(Task requirements): Render the material below as a JSON list of strings, one string per line and with blank lines omitted, starting at its first line and ending at the line that contains "54], [104, 53]]".

Dataset records:
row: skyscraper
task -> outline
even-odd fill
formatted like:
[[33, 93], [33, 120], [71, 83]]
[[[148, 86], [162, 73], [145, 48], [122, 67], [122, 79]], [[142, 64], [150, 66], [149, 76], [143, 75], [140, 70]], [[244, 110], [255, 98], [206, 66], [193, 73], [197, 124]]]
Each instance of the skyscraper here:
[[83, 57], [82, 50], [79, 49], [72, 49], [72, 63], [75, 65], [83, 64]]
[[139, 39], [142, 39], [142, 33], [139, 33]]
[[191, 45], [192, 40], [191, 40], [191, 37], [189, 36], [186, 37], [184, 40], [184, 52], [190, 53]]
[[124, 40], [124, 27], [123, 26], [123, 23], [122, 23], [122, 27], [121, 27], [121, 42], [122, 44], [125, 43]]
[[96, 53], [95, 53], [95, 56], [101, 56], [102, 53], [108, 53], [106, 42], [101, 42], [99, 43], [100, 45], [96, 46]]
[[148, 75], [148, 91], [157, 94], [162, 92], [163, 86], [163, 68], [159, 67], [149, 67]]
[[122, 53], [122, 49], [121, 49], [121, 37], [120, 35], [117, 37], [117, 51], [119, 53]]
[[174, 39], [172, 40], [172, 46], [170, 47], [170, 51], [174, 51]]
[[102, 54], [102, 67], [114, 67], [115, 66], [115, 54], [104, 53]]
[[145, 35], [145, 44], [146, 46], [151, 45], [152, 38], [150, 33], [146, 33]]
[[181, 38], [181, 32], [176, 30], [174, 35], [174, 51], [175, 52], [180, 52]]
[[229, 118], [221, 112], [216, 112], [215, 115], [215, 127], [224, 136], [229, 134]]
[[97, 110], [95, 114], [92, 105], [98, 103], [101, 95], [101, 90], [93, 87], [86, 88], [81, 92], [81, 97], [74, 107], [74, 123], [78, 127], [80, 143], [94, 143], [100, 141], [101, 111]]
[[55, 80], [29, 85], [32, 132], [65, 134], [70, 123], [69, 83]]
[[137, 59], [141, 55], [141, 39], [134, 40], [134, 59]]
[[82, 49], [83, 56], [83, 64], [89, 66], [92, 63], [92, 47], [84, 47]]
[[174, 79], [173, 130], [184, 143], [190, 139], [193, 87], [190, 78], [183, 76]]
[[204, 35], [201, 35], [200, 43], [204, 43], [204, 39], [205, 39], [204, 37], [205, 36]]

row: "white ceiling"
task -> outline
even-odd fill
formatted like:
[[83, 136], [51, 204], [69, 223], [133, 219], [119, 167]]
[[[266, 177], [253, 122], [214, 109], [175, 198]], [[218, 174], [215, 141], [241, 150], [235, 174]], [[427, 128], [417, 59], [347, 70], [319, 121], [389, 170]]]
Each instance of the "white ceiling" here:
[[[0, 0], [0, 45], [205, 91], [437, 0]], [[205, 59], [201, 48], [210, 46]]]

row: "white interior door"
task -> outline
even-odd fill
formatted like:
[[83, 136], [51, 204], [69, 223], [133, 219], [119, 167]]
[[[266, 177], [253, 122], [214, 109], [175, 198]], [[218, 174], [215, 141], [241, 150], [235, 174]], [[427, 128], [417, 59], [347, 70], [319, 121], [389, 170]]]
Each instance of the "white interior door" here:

(The reply):
[
  "row: skyscraper",
  "task -> outline",
  "even-odd fill",
  "formatted like:",
  "[[33, 93], [33, 120], [71, 83]]",
  "[[[148, 86], [162, 73], [145, 48], [122, 67], [122, 79]], [[142, 64], [150, 66], [149, 76], [143, 75], [140, 70]], [[244, 110], [255, 98], [206, 66], [193, 73], [197, 124]]]",
  "Each instance of the skyscraper here:",
  "[[83, 57], [82, 50], [79, 49], [72, 49], [72, 63], [75, 65], [83, 64]]",
  "[[139, 39], [142, 39], [142, 33], [139, 33]]",
  "[[191, 45], [192, 40], [191, 40], [191, 37], [189, 36], [186, 37], [184, 40], [184, 52], [190, 53]]",
  "[[124, 40], [124, 27], [123, 26], [123, 23], [122, 23], [122, 27], [121, 27], [121, 42], [122, 44], [125, 43]]",
  "[[96, 53], [95, 53], [95, 56], [101, 56], [102, 53], [108, 53], [106, 42], [101, 42], [99, 43], [100, 45], [96, 46]]",
  "[[148, 75], [148, 91], [157, 94], [162, 92], [163, 86], [163, 68], [159, 67], [149, 67]]",
  "[[122, 53], [122, 49], [121, 49], [121, 37], [120, 35], [117, 37], [117, 51], [119, 53]]",
  "[[174, 39], [172, 40], [172, 46], [170, 47], [170, 51], [174, 51]]",
  "[[102, 54], [102, 67], [114, 67], [115, 66], [115, 54], [104, 53]]"
]